• _Prompt 1_
In the entries, starting with the line containing "Could you point to the snare" and going on through the end of the entries, swap "snare drum" for "field drum" and give those lines again with nothing else changed. Omit the pictures.
• _Prompt 2_
Write the next part of the comparison between the Epson Home Cinema 6500UB and 1080 UB projectors.

• _Document section_
Home Cinema 6500UB vs. Epson Home Cinema 1080 UB
Not much surprise here. This Homc Cinema 6500UB is the 1080 UB's replacement, and performs, basically, as an imporved 1080 UB. The overall image is a little sharper, enought to cout the 6500UB as a sharp 1080p projector, up from an average 1080p projector. It appears to be a bit brighter in best mode (and brightest), thanks to a higher wattage, and newer designed lamp. In addition, the new lamp, Epson rates at 4000 hours life, whether in Hight Brightness, or low power modes. With most projectors being only 2000 hours in full power mode, this reduces cost of ownership significantly with the new Epson.
Of course this Home Cinema 6500UB boasts better black levels, and it does deliver. Since the older UB was already best of the lower cost projectors, a big improvement was not expected, nor delivered. Still, nothing short of the much higher price of a JVC projector can beat the 6500UB, in terms of black levels. Like with sharpness, the 6500UB offers a modest improvement in black level performance.
Creative frame interpolation, and 4:4 provide higher frame rates, and a theoretically smoother image, however, we have noted some issues with the 6500UB. Still, these are "extra" features, relative to the 1080UB, and in many cases this allows the 6500UB to perform better (especially on sports). The extra depth, though, we see in most frame interpolation modes is a bit over the top. None-the-less, it is additional capabilities that the 1080 UB lacks, and if Epson sorts out the FI issues, well, then it makes for an even bigger improvement.
If one owned a 1080 UB, would I recommend upgrading to the 6500UB? In most cases no, as it is an incremental improvement. Further, with some 1080 UBs still around at dealers, is the 6500UB worth the roughly $700 difference? If the bucks are there, I'd say yes, but if the 6500UB is really stretching your budget to the limit, it would be hard to recommend to you, to spend the extra.

• _Records for the exercise_
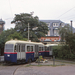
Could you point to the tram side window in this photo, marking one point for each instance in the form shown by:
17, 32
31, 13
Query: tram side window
15, 49
31, 48
39, 48
28, 48
23, 48
19, 48
47, 48
42, 48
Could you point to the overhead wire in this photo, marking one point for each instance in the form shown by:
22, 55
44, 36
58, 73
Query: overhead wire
65, 12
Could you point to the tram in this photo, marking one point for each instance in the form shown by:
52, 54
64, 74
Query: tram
17, 50
23, 51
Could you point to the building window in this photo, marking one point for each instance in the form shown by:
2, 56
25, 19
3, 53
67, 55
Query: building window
55, 24
62, 25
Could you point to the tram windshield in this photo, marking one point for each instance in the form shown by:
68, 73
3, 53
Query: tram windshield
8, 48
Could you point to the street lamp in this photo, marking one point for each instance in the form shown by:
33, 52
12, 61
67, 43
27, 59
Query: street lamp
28, 31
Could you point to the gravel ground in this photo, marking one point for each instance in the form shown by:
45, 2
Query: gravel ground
46, 70
60, 68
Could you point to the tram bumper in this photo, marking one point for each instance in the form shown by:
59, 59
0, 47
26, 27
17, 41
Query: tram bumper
10, 58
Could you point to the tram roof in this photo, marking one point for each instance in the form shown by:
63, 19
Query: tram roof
20, 41
51, 45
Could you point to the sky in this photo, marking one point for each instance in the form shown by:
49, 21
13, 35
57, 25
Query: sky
63, 10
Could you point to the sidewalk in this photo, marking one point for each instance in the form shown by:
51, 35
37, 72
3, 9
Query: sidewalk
1, 58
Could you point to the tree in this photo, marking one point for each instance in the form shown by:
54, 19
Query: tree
63, 31
36, 28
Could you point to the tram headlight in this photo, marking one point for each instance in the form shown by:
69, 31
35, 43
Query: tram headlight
8, 55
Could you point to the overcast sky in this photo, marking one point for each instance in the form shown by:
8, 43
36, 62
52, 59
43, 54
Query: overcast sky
63, 10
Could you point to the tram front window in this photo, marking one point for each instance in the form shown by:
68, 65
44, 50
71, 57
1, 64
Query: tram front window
8, 48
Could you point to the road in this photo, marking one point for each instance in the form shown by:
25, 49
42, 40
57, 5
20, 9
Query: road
67, 69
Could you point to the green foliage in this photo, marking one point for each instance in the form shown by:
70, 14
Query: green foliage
39, 59
36, 28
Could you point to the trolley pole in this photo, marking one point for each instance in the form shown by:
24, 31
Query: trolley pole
71, 27
28, 31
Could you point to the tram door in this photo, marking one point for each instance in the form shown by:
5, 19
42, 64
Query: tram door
50, 50
36, 50
20, 52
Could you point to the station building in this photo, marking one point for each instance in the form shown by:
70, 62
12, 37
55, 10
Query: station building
1, 25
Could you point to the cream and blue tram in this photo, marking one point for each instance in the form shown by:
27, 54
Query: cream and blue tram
16, 50
49, 49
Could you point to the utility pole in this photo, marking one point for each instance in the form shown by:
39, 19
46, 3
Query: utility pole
71, 27
28, 31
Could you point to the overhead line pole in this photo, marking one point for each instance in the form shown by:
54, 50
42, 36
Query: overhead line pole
28, 31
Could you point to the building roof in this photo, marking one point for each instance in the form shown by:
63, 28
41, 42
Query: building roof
2, 22
51, 21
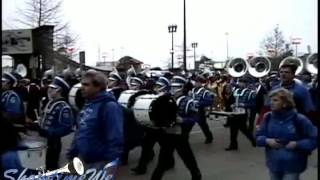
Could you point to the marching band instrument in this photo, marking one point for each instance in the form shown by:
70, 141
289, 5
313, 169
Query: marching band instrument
21, 70
147, 107
259, 66
237, 67
294, 60
33, 154
125, 96
312, 63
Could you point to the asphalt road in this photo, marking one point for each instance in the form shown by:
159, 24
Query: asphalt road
215, 163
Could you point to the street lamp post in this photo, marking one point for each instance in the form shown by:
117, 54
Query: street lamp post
227, 45
194, 46
172, 29
296, 42
184, 37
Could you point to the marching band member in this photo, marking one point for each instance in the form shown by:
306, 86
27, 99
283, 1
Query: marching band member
177, 137
99, 138
242, 96
12, 106
205, 99
33, 101
56, 120
115, 82
132, 131
162, 85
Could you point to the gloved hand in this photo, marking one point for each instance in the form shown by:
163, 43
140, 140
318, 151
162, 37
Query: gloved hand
43, 133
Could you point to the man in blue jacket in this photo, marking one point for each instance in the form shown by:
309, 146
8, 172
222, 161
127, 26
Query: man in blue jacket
56, 120
204, 99
11, 104
99, 139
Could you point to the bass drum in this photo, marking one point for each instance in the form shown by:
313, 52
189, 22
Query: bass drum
125, 96
75, 98
155, 111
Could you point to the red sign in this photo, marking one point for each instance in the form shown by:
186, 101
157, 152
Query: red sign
296, 40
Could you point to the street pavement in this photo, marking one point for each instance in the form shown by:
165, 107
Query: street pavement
215, 163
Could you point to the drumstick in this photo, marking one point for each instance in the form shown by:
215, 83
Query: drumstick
37, 115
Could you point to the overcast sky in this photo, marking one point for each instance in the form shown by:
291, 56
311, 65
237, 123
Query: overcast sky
139, 28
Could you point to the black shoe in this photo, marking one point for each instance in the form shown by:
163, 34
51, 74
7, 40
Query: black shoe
230, 148
226, 125
208, 141
124, 163
151, 156
170, 167
254, 144
139, 171
196, 177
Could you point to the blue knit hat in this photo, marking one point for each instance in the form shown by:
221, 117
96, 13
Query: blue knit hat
164, 83
136, 81
58, 82
178, 81
12, 77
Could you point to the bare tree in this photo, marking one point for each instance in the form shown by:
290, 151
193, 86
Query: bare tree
274, 42
36, 13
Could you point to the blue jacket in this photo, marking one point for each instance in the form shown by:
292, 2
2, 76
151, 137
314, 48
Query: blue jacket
301, 97
203, 96
100, 133
57, 119
11, 104
287, 126
246, 97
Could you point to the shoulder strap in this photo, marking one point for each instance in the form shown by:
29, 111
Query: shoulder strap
103, 106
297, 125
267, 119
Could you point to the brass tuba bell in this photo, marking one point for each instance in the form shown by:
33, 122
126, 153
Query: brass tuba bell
259, 66
312, 63
237, 67
293, 60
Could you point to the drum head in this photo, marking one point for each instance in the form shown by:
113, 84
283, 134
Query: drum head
155, 110
125, 96
141, 109
34, 156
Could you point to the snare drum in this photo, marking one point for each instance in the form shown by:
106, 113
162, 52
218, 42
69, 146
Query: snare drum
34, 154
125, 96
155, 110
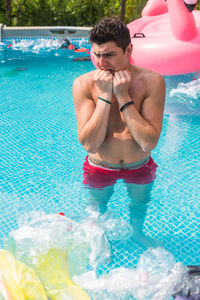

• _Exercise result 1_
Could you point to the field drum in this photo, marking one point for each instance in the form shown by:
106, 113
162, 52
218, 42
69, 146
Query: field drum
34, 154
125, 96
155, 110

• _Exercise result 2_
Warranties are the same. The older Epson is the smaller, and more esthetically designed projector. The older Epson is definitely noisier, with the Epson now very quiet in low lamp (and fan) mode, and average noise at full power, compared to average in low lamp, and one of the noisier projectors in full power. Not a huge difference, but those who really are bothered by audible noise, will find this improvement important.
Epson Home Cinema 6500UB vs. Mitsubishi HC5500 HC6500 and HC7000
Let's start with the HC5500 and HC6500, which have very similar black level performance. The Epson definitely offers a really significant improvement in this area. Since neither of the two less expensive Mitsubishi projectors does the high frame rate output, the Epson, even with it's flaws in certain FI modes, offers performance those Mitsubishis can't even
Brightness is a factor - these two Mitsubishi projectors are about the same brightness in "best" mode, as the Epson, but only offer about half the lumens (between 1000 and 1100 lumens) of the 6500 UB.
The HC5500 is about 2/3 the price of the Epson while the HC6500 which is primarily sold through big box retailers and local dealers, has a cost close enough to the Epson, that it comes up short of the Epson in price performance. All are sharp 1080p projectors. The HC5500 has much more limited placement flexibility with an only 1.2:1 zoom lens ratio, compared to the Epson's 2.1:1. Even the HC6500, which has a 1.6:1, can't get quite as close to the same sized screen (by less than a foot difference), but the Epson can sit a full four feet further back in telephoto position (with a 100 inch diagonal screen, making it a better fit for those looking to shelf mount in the rear. Some rooms will just be too deep to shelf mount the HC6500.
Overall, you have to figure the 6500 is a step up product, thanks primarily to the black level performance, the brightness and the frame interpolation.
That brings us to the Mitsubishi flagship projector, the HC7000. Like the Epson it offers high frame rates - 120fps, but uses simple frame duplication, not the Epson's creative frame interpolation. The HC7000 performs this pretty much flawlessly, compared to the Epson which our initial unit shows issues in many FI modes. The Mitsubishi HC7000 wins in styling (big time), and is much quieter than the Epson (as are the less expensive Mitsubishis).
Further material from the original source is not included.